[Point-per-instance localization data]
....
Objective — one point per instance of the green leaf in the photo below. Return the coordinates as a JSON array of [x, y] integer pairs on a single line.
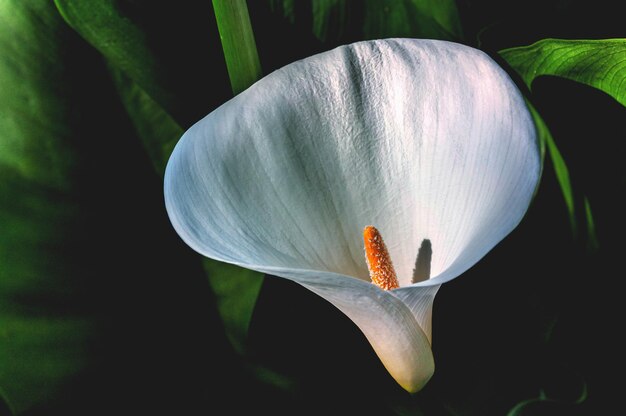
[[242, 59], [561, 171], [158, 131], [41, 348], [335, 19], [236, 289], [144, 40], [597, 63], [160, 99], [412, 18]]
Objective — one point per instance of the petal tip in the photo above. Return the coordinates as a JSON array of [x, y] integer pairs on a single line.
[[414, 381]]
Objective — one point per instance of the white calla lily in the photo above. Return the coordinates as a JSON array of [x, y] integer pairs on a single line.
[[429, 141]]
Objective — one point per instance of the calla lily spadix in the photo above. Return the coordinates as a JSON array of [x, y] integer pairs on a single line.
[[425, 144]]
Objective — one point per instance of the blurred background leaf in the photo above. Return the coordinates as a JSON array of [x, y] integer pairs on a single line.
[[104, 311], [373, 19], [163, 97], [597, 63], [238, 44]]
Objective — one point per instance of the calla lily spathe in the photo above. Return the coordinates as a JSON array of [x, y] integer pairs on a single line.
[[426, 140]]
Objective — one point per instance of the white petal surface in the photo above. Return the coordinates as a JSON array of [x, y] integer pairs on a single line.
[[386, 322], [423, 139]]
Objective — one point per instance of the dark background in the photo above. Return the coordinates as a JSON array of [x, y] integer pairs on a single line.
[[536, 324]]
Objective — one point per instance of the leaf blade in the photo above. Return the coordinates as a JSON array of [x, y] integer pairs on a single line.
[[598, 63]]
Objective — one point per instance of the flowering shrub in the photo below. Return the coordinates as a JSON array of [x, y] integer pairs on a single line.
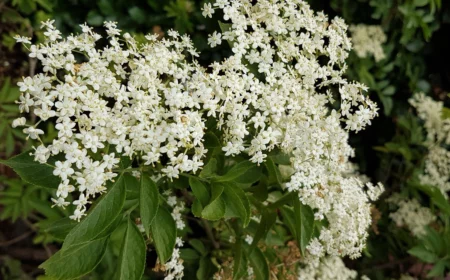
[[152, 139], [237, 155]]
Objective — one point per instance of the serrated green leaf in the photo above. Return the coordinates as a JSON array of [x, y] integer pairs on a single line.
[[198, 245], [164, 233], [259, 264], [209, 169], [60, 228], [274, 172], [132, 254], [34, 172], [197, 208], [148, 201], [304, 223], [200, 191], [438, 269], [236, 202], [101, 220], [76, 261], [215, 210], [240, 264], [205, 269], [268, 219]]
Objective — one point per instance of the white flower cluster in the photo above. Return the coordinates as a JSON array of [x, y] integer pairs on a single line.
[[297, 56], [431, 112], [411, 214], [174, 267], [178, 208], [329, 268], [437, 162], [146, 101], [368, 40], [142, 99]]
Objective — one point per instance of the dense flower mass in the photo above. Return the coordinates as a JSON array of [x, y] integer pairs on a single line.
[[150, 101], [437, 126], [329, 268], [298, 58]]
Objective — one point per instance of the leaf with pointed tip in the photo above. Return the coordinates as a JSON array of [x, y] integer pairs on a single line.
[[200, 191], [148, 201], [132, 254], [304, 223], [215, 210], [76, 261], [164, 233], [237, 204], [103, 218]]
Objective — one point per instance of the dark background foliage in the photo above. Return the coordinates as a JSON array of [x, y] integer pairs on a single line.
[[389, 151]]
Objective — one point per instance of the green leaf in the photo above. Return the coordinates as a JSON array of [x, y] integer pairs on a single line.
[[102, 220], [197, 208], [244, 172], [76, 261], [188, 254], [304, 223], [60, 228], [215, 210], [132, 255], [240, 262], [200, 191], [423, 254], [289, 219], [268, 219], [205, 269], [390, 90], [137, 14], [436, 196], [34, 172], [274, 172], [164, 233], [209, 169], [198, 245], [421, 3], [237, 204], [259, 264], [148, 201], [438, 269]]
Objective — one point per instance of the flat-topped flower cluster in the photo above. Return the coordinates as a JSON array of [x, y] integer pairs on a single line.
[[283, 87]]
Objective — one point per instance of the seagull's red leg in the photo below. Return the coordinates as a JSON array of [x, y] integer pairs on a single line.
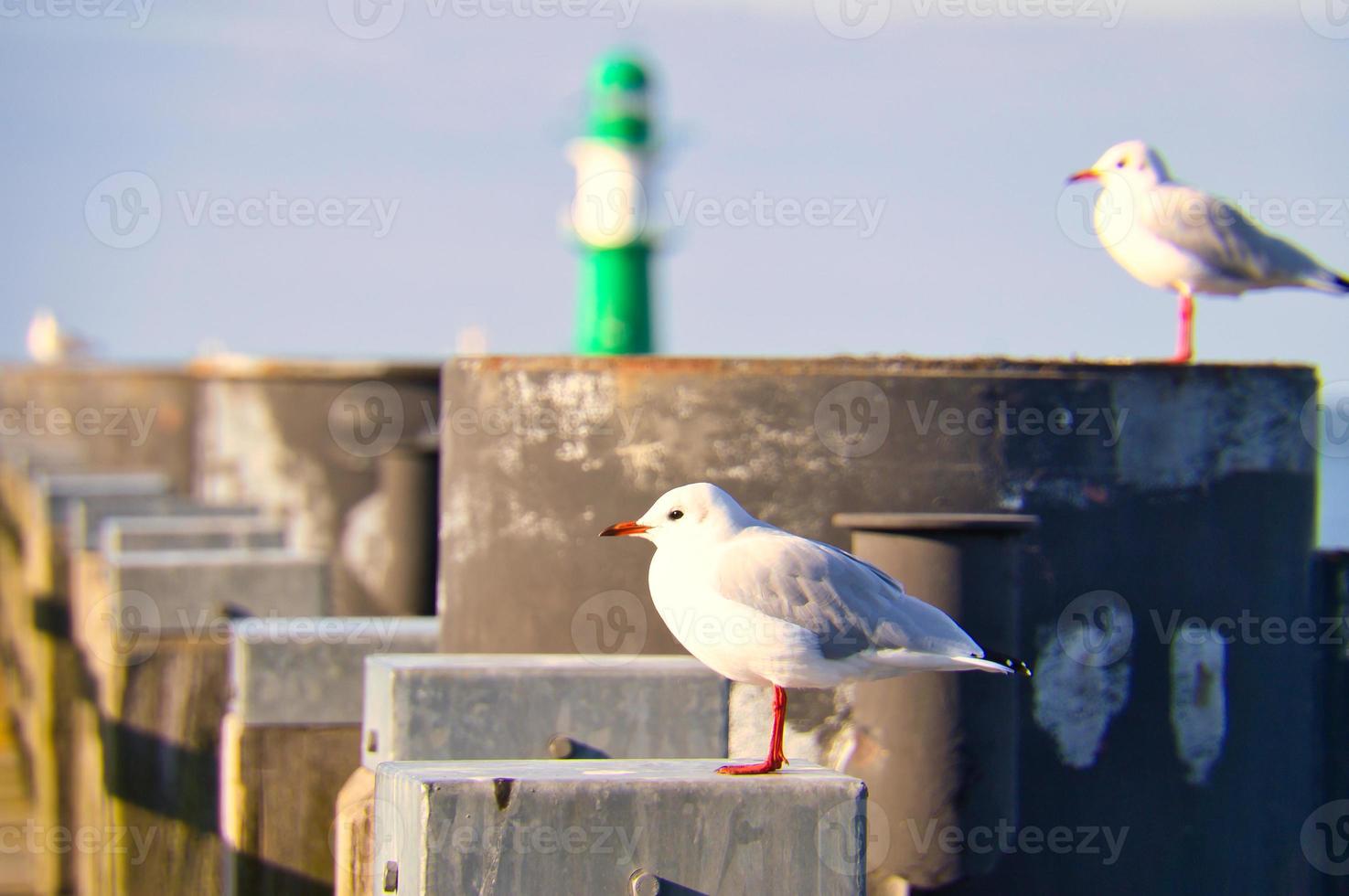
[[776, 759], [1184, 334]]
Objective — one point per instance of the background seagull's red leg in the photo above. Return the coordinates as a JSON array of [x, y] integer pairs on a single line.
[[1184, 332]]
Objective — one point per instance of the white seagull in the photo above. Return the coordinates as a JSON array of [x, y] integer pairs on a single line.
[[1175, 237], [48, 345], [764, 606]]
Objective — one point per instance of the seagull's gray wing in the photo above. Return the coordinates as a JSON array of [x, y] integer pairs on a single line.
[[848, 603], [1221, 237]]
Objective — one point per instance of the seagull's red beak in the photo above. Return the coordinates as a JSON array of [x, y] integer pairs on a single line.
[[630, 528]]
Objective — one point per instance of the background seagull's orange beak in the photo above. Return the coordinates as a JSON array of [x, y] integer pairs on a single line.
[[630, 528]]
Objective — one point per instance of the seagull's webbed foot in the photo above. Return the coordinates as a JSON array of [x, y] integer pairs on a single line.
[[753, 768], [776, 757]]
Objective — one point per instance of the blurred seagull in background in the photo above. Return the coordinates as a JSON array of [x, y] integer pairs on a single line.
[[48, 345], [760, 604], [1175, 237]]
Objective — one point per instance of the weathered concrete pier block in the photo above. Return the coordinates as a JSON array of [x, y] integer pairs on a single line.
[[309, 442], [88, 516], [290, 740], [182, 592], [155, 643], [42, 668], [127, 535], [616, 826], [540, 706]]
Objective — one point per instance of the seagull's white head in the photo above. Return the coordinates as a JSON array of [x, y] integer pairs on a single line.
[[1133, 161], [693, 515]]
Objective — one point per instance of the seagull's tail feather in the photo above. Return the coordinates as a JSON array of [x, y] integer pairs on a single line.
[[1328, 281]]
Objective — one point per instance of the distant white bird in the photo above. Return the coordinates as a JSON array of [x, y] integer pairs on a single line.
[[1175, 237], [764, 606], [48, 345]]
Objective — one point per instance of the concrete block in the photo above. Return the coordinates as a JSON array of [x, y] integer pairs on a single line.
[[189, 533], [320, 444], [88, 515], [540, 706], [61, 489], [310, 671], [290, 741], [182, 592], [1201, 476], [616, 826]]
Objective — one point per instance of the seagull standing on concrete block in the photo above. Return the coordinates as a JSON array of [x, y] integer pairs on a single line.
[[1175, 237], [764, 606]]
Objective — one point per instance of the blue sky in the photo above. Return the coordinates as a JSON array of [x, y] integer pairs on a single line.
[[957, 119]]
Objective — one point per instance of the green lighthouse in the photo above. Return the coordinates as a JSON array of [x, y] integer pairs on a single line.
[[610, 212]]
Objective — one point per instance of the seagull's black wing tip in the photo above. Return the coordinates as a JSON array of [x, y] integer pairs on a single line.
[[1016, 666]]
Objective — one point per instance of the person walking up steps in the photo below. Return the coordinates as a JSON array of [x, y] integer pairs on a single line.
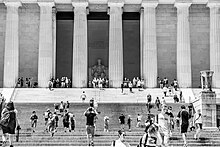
....
◆ What is being asked:
Every record above should be transcribed exactly; the pictures stay out of the copy.

◆ Exercise response:
Objective — one point per instance of the green leaf in the photo below. Return the coordinates as a JSON array of [x, y] integer pairs on a single line.
[[242, 59], [561, 171], [158, 131], [41, 348], [335, 19], [236, 289], [144, 40], [597, 63], [160, 99], [412, 18]]
Objective — one point per instance of the petal tip in the photo above. Return the coordinates as a JSON array of [x, y] integer pairs on a single line.
[[414, 381]]
Objective — one point per instance of the white calla lily in the photo above. Return the coordinates as a JSON array of [x, y] integer pairs on a single line.
[[429, 141]]
Objective — one point per instance of the calla lily spadix in the photo above. Return the coordinates as a JSON array of [x, y] integer pairs on a single line.
[[425, 144]]
Objective — one point per instance of the blurred background leaf in the photo above. Return the coordinates as a JSON array of [x, y] integer pairs on a single line.
[[104, 311], [373, 19], [163, 97], [597, 63], [238, 44]]
Objective — one point per instance of the calla lily spathe in the photo above. Return the coordinates as a JSON array of [x, y] integer pairs on a single line.
[[426, 140]]
Objective — one point per instance of the white petal surface in the photo above. Return the coordinates as a JSON array of [x, y] integer pairs on a single line.
[[386, 322], [423, 139]]
Objective — one point per instance of the dark background in the photo above. Return the coordinates as a JSON array of [x, y] integer pairs on a single line.
[[536, 324]]
Objective — one point per instance of the leaf blade in the photo above. Return the coordinates as a JSON array of [x, y] integer pairs on a single line.
[[598, 63]]
Objective — one point per instance of the flowering shrub in the photo below. Return the coordinates as a JSON array of [x, y] integer pairs on a single line.
[[152, 139], [237, 155]]
Objective — one point per instance of the serrated green leaf in the photo above. Return the coordinates as a JSON array of [x, y] integer pairs on a single line.
[[198, 245], [164, 233], [259, 264], [209, 169], [60, 228], [274, 172], [132, 254], [34, 172], [197, 208], [148, 201], [304, 223], [200, 191], [438, 269], [236, 202], [101, 220], [76, 261], [215, 210], [240, 264], [205, 269], [268, 219]]
Objective — one point per instance of the white flower cluster in the photo above. Return the coordinates as a JSON array of [x, y] integer pairs on a single line.
[[297, 56], [431, 112], [411, 214], [174, 267], [178, 208], [329, 268], [437, 162], [146, 101], [368, 40], [142, 99]]
Objective — one point per instance of the dense flower mass in the photo above. Return the coordinates as a JSON array of [x, y] integer pairs on a single line.
[[150, 101], [437, 126], [329, 268], [298, 58]]
Objective — one point per instance of the leaf with pointed tip in the photo above. Return the coordinates as a JSON array of [x, y] integer pairs on a single line.
[[200, 191], [148, 201], [132, 254], [304, 223], [215, 210], [76, 261], [164, 233], [237, 204], [103, 218]]
Objective — one point per instance of the dark background foliage in the photo above. Return the coordinates as a JSON array of [x, y] integer pairs on a single line.
[[389, 151]]
Objective — one point per instance of the green leaf in the photo above. Return the coordinates as a JSON array of [x, y] integer pairs on a single line.
[[102, 220], [197, 208], [244, 172], [76, 261], [188, 254], [304, 223], [60, 228], [215, 210], [132, 255], [240, 262], [200, 191], [423, 254], [289, 219], [268, 219], [205, 269], [390, 90], [137, 14], [436, 196], [34, 172], [274, 172], [164, 233], [209, 169], [198, 245], [421, 3], [237, 204], [259, 264], [148, 201], [438, 269]]
Objective — one point per instance of the flat-topped flower cluster in the photo above. Return the coordinates as a JSON array of [x, y] integer pairs on a single line.
[[283, 87]]
Objective — one point per instance of the seagull's red leg in the photo below. Return the coordinates as a JSON array of [x, y] integer pairs on a single line.
[[776, 759], [1184, 334]]
Objective — one point per instance of the background seagull's red leg in the photo above. Return the coordinates as a JSON array of [x, y] integer pairs on a single line.
[[1184, 332]]
Objective — one point per instance of the white seagull in the photo above. Return the coordinates as a JSON array of [x, y] integer pairs on a single line.
[[1175, 237], [48, 345], [764, 606]]
Objective — one point per instance of the seagull's gray wing in the photo above. Return the coordinates as a JSON array of [x, y] integer pairs on a single line.
[[848, 603], [1221, 237]]
Objective — one point per instance of the seagull's red beak in the photo above. Return the coordinates as a JSON array of [x, y] integer pairs on a single line.
[[630, 528]]
Objective — one point per instance of the background seagull's orange beak in the photo above. Return the coordinates as a JSON array of [x, y] integer pairs on a single line.
[[630, 528]]
Objective — one point per instance of the seagull's webbed foot in the photo above. Return the coordinates as a JSON array of [x, y] integer pairs on a single line.
[[753, 768], [776, 757]]
Objective — one point per instance of the blurred seagull in background in the photo above. Return the coordinates as a JSON array of [x, y] integer pairs on a single line.
[[48, 345], [760, 604], [1175, 237]]
Objective — one point per instance of the weathered concrete pier block in the photo above. Return the coordinates as a JSON array of [x, y] integer pairs on a single line.
[[309, 442], [88, 516], [290, 740], [182, 592], [155, 643], [42, 668], [127, 535], [616, 826], [540, 706]]
Objective — one point per instance of the seagull's white head in the photo above. Return the coordinates as a JSON array of [x, y] integer pairs on a single line.
[[1133, 161], [693, 515]]
Objective — one point per instance of the seagull's tail feather in the photo above. Return the coordinates as a JSON array of [x, y] integer pairs on a single line.
[[1328, 281]]
Objective — one point per instance of the distant white bird in the photo above. Return the coordinates as a JSON array of [x, y] integer pairs on a single line.
[[1175, 237], [764, 606], [48, 345]]
Objective — one point per instance of the concrete block in the photo above. Return the coordinates as a JSON array of [x, y] integer pairs on a single line.
[[189, 533], [320, 444], [88, 515], [540, 706], [61, 489], [310, 671], [290, 741], [182, 592], [1201, 476], [616, 826]]
Objective — one point per instance of the seagull standing on concrete block in the photo above. Return the coordinates as a JSON array of [x, y] integer pairs on a single line.
[[1175, 237], [764, 606]]
Objective — one point per instance of the blue sky in the photo above. Return the coordinates as a JSON array of [x, y] integer pairs on a single line.
[[957, 119]]
Objective — one point per instance of the green lighthouse in the photo above. Return the coordinates as a JSON array of [x, y] integer pairs on a single line.
[[610, 212]]
Objective — one point per instance of the seagull's black wing tip in the photo above. Return the coordinates as a JSON array of [x, y] integer pairs on a single line.
[[1016, 666]]
Objective — one point per instance of the person walking up steps in the photo below. Return the coordinates as a JSON array of [x, y] integer pairs on a single line.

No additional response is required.